_THE PROBLEM_
Rewrite the data below, replacing every "Kindly provide" with "Please give" and keeping everything else unchanged. Omit the pictures from your answer.

>> start PROVIDED RECORDS

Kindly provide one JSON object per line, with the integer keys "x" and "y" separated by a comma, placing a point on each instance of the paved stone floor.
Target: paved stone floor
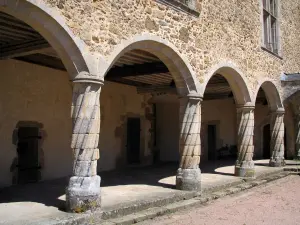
{"x": 43, "y": 202}
{"x": 271, "y": 204}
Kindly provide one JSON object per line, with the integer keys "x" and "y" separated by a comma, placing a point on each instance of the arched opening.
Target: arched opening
{"x": 266, "y": 103}
{"x": 38, "y": 58}
{"x": 35, "y": 89}
{"x": 140, "y": 111}
{"x": 225, "y": 91}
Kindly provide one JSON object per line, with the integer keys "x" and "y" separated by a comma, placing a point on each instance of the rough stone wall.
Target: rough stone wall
{"x": 291, "y": 35}
{"x": 118, "y": 103}
{"x": 39, "y": 94}
{"x": 227, "y": 32}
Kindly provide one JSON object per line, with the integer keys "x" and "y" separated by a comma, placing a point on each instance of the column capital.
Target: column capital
{"x": 85, "y": 77}
{"x": 247, "y": 107}
{"x": 279, "y": 111}
{"x": 192, "y": 96}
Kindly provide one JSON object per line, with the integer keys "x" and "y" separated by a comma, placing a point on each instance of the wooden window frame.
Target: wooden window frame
{"x": 270, "y": 23}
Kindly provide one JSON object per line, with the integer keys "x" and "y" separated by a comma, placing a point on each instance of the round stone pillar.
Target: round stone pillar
{"x": 83, "y": 192}
{"x": 244, "y": 166}
{"x": 297, "y": 123}
{"x": 277, "y": 138}
{"x": 188, "y": 174}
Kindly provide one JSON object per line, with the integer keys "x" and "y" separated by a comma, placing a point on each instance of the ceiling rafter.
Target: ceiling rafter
{"x": 137, "y": 70}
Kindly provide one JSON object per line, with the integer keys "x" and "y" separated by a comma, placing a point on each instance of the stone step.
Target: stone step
{"x": 192, "y": 202}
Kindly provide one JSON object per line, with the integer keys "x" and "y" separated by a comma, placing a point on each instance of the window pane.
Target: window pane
{"x": 274, "y": 35}
{"x": 273, "y": 7}
{"x": 265, "y": 4}
{"x": 266, "y": 33}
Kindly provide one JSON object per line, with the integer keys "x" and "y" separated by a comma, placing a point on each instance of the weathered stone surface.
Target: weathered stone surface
{"x": 188, "y": 179}
{"x": 83, "y": 193}
{"x": 228, "y": 35}
{"x": 277, "y": 139}
{"x": 244, "y": 166}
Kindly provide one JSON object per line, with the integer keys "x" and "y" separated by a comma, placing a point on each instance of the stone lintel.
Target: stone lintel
{"x": 246, "y": 107}
{"x": 279, "y": 111}
{"x": 85, "y": 77}
{"x": 192, "y": 96}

>> end PROVIDED RECORDS

_RESULT_
Please give one JSON object per line, with the integer keys "x" and "y" separated by a comma, placing a point on each instance of the paved stone floor.
Target: paved stone floor
{"x": 43, "y": 202}
{"x": 271, "y": 204}
Please give one JSON object per line, with the integer keys "x" and "y" separated by a comma, placing a point on each instance of the arched opening.
Target: arched opening
{"x": 266, "y": 103}
{"x": 38, "y": 58}
{"x": 35, "y": 89}
{"x": 140, "y": 111}
{"x": 225, "y": 91}
Please give one JSON object per line, with the integer keys "x" and "y" separated by a comma, placing a point on each instance of the rough stone wall.
Target: rough stone wall
{"x": 291, "y": 35}
{"x": 118, "y": 103}
{"x": 39, "y": 94}
{"x": 227, "y": 32}
Please give one JSON object per line, with the integer keys "x" and "y" separated by a comma, placing a point on each instance of the column capital.
Target: column capital
{"x": 85, "y": 77}
{"x": 247, "y": 107}
{"x": 279, "y": 111}
{"x": 192, "y": 96}
Please give one JSON object per line, with the integer keys "x" and "y" separated by a comma, placing a point on each instance of the wooden window frame.
Target: wooden window frame
{"x": 270, "y": 23}
Please give one JSON object per line, with the integer keys "x" and "y" separated by a comma, placing a point on each instance of the round stone pillar.
Target: round stone pillar
{"x": 83, "y": 192}
{"x": 244, "y": 166}
{"x": 297, "y": 123}
{"x": 277, "y": 138}
{"x": 188, "y": 174}
Please give one JSON object per line, with the integer keys "x" and "y" separated by a comma, placing a point on each instance of the ceiling rafter.
Target: ceiling rafter
{"x": 137, "y": 70}
Please give one JSON object per line, with the integer keys "x" and "y" separated by a comma, placing a point on each instance of the stone step.
Target: stone step
{"x": 192, "y": 202}
Please give one JSON object per line, with the integer keys "x" and "y" separated by a comma, placing a point on each instance of the window pane.
Target: window pane
{"x": 274, "y": 35}
{"x": 273, "y": 7}
{"x": 265, "y": 4}
{"x": 266, "y": 33}
Please give one JSON object per line, with the integer keys "x" and "y" separated by a comma, placing a point on each instance of the weathered stone surface.
Target: weathered stone surface
{"x": 188, "y": 179}
{"x": 83, "y": 193}
{"x": 228, "y": 35}
{"x": 277, "y": 139}
{"x": 244, "y": 166}
Please give one JSON object per line, with the integer keys "x" and "y" separated by a comma, placing a point on each instance of the stone lintel.
Target: stone lintel
{"x": 246, "y": 107}
{"x": 279, "y": 111}
{"x": 85, "y": 77}
{"x": 192, "y": 96}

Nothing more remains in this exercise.